◆ EXERCISE: Every line of the entries below that mentions "black" is to be copied out.
┏━━
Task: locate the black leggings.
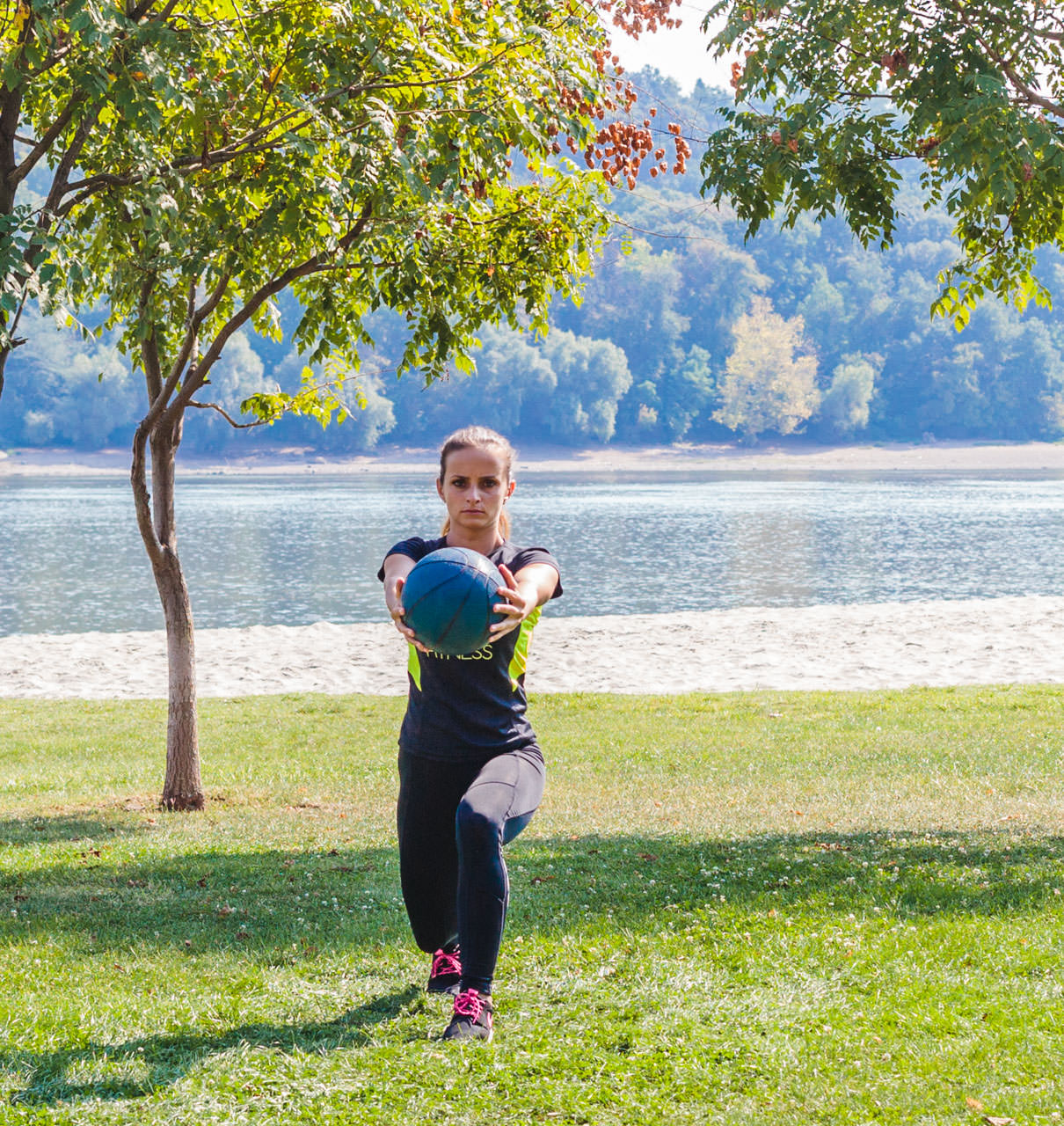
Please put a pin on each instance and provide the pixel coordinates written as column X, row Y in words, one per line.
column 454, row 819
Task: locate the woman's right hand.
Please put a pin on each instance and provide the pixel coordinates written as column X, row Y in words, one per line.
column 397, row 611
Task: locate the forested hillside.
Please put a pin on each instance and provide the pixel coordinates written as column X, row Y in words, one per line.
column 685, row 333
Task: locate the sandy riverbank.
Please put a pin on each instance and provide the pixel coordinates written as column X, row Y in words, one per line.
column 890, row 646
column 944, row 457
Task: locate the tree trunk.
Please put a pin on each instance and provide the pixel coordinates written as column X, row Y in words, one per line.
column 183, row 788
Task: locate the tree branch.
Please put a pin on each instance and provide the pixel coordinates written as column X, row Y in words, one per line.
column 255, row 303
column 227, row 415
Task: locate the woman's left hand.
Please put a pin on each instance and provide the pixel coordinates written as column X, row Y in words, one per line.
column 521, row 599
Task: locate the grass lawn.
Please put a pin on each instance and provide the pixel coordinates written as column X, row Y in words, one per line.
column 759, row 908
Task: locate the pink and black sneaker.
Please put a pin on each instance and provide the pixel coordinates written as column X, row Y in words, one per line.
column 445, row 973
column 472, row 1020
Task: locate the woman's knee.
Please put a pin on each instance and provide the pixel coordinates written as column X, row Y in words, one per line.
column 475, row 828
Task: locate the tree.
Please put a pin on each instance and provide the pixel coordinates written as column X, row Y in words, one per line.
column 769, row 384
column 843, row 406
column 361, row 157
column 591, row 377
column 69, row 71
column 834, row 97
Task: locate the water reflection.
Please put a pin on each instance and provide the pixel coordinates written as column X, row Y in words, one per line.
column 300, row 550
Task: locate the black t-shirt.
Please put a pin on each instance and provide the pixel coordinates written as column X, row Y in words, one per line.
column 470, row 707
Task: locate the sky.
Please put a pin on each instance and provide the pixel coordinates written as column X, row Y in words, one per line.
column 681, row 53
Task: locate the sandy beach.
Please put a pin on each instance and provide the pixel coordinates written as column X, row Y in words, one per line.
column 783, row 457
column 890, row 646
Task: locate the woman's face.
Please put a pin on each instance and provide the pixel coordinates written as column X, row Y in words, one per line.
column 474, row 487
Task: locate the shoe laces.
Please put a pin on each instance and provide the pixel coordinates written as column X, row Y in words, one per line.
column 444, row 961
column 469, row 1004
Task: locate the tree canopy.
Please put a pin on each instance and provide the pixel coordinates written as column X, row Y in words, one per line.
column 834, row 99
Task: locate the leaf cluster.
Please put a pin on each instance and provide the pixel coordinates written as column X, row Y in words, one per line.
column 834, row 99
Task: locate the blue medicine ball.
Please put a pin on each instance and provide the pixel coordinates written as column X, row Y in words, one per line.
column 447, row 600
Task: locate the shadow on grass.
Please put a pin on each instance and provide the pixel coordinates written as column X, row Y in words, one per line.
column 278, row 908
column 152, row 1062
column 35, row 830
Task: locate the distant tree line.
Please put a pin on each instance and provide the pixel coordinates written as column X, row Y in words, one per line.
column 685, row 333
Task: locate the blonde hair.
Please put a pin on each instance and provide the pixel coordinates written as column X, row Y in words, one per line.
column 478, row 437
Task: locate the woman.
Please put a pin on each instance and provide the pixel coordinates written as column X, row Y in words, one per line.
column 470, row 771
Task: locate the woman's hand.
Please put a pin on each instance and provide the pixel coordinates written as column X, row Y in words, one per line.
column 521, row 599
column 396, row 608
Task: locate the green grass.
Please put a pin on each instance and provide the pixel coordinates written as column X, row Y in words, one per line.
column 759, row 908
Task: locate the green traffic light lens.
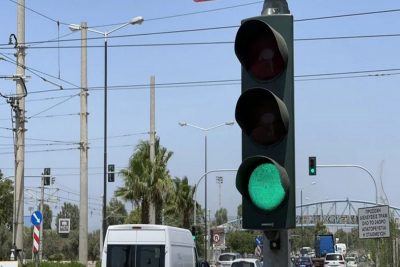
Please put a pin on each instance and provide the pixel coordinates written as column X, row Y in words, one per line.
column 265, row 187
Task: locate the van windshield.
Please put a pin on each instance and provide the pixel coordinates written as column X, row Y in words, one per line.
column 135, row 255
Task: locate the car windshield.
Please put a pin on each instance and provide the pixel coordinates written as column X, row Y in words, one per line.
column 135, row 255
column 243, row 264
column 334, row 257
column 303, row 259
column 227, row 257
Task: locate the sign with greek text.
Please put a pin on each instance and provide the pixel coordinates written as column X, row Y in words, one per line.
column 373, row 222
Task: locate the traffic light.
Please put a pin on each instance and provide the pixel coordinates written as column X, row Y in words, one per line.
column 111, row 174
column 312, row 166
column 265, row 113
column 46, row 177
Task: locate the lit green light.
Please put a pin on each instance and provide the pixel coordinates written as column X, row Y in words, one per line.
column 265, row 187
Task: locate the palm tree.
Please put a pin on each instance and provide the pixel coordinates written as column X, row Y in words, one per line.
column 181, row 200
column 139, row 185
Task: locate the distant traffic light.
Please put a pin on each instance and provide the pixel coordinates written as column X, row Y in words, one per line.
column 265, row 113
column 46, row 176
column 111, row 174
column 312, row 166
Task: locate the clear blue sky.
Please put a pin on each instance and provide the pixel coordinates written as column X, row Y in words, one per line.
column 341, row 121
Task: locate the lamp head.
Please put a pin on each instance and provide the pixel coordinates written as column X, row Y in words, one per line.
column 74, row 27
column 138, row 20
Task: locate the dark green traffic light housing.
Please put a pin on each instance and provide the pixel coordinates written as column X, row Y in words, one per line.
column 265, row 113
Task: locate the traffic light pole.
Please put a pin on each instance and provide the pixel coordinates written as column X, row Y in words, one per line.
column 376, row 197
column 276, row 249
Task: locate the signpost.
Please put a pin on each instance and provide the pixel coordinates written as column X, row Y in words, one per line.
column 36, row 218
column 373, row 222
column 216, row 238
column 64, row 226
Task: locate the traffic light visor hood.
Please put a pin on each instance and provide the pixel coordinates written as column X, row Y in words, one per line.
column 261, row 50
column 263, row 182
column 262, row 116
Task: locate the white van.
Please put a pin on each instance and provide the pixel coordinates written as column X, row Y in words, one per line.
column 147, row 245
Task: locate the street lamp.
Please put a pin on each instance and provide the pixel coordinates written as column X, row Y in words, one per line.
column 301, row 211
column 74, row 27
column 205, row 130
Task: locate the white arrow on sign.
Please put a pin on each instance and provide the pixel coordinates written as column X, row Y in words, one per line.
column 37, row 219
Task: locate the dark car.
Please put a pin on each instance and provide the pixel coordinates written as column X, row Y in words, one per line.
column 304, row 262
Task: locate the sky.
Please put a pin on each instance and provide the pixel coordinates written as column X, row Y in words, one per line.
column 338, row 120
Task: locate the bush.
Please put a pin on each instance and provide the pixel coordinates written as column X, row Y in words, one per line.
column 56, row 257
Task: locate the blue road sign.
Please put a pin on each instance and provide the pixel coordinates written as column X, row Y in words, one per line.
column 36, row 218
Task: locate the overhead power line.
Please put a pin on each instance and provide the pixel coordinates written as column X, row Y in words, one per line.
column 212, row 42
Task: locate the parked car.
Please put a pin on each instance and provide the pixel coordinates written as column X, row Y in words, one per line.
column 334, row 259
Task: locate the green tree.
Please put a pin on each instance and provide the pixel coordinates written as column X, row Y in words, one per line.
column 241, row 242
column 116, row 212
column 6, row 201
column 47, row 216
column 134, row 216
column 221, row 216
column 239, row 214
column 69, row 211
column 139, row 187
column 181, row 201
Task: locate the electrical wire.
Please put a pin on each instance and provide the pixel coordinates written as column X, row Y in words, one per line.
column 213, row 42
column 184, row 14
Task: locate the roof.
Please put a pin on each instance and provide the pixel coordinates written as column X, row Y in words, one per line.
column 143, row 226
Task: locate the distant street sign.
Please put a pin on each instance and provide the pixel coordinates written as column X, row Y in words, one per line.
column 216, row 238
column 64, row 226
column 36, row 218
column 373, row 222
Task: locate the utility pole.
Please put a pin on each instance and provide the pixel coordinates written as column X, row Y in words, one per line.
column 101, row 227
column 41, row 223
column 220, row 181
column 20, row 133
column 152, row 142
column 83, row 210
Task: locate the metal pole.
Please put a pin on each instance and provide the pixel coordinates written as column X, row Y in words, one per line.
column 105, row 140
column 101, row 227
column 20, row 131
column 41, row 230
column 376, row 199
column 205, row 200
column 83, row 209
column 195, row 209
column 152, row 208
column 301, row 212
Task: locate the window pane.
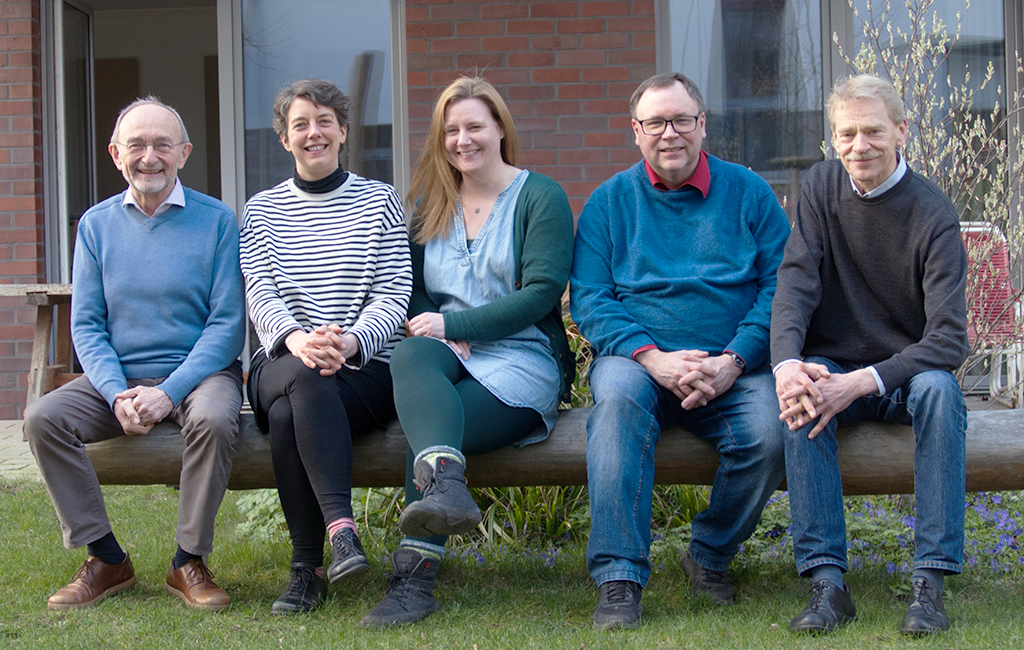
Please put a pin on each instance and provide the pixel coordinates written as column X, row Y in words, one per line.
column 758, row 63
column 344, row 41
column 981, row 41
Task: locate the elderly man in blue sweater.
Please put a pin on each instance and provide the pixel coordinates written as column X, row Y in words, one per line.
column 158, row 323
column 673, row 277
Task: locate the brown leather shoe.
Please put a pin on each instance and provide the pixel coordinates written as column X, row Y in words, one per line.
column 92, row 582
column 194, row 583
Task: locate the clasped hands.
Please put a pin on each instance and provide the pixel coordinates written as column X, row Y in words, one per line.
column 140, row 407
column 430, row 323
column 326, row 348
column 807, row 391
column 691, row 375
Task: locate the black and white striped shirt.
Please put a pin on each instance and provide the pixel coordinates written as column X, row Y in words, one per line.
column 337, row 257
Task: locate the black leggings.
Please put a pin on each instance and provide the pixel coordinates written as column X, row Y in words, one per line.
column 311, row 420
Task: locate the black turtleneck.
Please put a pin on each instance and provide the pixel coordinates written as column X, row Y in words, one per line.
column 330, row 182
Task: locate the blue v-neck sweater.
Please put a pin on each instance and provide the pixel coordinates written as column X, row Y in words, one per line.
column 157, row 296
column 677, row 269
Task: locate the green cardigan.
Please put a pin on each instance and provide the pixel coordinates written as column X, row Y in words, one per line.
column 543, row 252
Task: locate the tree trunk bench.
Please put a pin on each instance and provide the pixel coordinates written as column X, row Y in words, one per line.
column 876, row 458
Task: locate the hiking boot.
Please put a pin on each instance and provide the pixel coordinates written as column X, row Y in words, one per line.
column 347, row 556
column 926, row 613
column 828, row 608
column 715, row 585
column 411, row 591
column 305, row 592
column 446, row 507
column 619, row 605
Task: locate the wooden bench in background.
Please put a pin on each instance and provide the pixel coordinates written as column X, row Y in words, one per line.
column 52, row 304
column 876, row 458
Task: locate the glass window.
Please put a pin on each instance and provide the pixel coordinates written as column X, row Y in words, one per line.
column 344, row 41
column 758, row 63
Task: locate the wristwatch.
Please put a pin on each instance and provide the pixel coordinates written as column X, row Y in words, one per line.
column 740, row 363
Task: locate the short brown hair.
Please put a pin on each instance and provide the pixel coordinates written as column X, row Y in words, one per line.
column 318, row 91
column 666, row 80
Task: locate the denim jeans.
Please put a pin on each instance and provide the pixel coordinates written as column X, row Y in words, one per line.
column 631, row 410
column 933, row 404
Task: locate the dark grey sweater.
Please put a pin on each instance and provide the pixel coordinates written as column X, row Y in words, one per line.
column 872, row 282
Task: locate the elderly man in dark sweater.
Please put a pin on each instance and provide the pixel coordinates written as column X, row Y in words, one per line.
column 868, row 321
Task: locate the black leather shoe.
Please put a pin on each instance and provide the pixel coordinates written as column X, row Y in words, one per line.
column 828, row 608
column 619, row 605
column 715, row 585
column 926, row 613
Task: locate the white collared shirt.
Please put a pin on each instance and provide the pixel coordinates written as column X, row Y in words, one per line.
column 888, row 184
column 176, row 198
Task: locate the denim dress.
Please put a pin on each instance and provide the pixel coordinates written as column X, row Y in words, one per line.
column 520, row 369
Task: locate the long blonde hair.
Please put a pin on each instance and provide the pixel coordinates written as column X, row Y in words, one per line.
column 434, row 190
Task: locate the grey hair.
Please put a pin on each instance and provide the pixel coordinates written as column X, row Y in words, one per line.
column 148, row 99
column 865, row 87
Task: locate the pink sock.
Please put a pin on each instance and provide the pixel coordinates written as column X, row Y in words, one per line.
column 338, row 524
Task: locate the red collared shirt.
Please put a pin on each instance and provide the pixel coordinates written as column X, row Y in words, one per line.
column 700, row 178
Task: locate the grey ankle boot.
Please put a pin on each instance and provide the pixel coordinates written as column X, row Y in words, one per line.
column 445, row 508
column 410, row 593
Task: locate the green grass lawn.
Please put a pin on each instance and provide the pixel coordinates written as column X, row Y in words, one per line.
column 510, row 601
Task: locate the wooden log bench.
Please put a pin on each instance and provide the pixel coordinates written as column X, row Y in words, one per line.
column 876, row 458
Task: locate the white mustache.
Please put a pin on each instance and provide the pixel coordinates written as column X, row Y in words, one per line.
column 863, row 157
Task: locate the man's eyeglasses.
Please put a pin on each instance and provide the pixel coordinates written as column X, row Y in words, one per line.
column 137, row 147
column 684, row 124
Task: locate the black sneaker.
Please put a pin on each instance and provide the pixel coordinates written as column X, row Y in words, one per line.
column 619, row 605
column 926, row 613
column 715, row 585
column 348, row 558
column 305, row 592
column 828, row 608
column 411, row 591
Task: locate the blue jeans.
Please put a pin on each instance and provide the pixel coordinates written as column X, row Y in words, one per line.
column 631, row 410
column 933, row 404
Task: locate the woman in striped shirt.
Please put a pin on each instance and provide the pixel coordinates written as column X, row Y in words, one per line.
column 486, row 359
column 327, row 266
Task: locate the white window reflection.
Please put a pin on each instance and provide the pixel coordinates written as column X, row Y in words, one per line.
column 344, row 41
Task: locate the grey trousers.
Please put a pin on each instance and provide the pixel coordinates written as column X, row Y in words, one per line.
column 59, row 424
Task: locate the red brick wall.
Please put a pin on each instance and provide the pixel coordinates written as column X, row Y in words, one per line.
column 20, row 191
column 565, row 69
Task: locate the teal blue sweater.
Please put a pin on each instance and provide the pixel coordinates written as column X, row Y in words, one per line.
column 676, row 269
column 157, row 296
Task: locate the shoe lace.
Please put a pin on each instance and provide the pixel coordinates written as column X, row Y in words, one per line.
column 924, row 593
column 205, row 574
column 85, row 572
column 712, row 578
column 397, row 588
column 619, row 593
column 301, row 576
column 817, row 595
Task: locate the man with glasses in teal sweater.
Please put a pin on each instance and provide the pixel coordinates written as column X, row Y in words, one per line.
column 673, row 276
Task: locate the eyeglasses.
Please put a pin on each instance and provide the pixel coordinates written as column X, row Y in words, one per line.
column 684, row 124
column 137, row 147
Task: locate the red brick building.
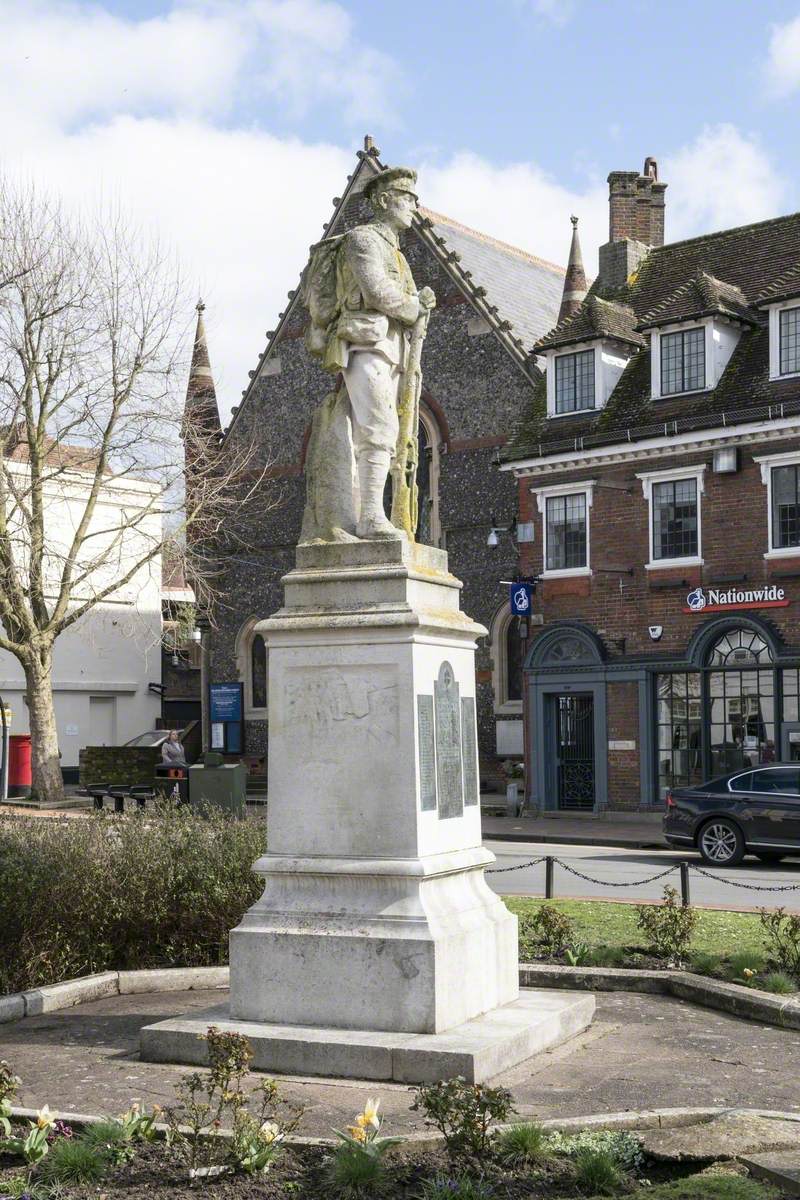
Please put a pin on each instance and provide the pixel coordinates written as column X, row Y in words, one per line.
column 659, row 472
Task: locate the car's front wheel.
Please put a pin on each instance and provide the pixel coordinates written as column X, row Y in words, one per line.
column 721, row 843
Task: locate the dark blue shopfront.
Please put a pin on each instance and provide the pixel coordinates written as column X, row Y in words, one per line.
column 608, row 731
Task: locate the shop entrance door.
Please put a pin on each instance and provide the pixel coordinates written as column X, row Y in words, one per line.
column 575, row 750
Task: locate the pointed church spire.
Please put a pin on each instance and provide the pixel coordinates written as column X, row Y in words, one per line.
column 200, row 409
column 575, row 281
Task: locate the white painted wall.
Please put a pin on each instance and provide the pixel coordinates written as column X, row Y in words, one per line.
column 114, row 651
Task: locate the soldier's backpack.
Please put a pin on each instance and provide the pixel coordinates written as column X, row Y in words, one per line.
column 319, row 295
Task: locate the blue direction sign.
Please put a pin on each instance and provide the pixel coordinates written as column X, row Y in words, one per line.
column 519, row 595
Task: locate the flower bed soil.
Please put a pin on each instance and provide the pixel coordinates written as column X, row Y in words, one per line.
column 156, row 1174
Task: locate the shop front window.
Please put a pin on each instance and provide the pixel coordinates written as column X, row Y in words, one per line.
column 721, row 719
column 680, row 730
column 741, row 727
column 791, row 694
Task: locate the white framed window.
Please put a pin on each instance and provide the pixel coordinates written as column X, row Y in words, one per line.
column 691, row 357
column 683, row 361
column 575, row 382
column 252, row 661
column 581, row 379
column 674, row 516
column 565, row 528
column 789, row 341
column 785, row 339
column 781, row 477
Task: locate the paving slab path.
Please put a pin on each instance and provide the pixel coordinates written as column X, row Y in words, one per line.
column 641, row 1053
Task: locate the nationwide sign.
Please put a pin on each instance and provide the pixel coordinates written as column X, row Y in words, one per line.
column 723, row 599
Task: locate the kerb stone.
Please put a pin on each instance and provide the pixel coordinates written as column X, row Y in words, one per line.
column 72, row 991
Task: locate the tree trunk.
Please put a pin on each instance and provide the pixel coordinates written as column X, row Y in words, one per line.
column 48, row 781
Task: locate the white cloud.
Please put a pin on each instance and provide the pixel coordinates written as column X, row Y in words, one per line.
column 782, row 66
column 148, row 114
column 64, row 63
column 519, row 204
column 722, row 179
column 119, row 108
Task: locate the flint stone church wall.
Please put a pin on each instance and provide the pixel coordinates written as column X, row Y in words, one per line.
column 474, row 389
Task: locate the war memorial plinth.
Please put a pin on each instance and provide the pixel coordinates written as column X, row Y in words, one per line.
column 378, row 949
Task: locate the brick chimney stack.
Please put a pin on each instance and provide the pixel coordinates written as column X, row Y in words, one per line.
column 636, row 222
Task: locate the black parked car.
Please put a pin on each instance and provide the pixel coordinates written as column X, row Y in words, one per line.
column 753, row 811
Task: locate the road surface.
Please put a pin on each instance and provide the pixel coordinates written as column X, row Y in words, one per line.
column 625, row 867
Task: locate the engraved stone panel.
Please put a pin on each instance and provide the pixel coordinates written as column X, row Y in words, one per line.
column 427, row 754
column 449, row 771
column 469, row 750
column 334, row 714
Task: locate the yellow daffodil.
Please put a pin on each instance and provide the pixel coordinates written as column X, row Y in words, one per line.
┗━━
◆ RESPONSE TO THIS TASK:
Task: locate the black leggings.
Task: locate the pink and black sneaker.
Task: locate the black t-shirt.
Task: locate the black and white striped shirt.
Task: locate the black leggings.
Task: locate the black turtleneck.
Task: locate the black leather shoe.
Task: locate the black sneaker.
Task: locate the black parked car.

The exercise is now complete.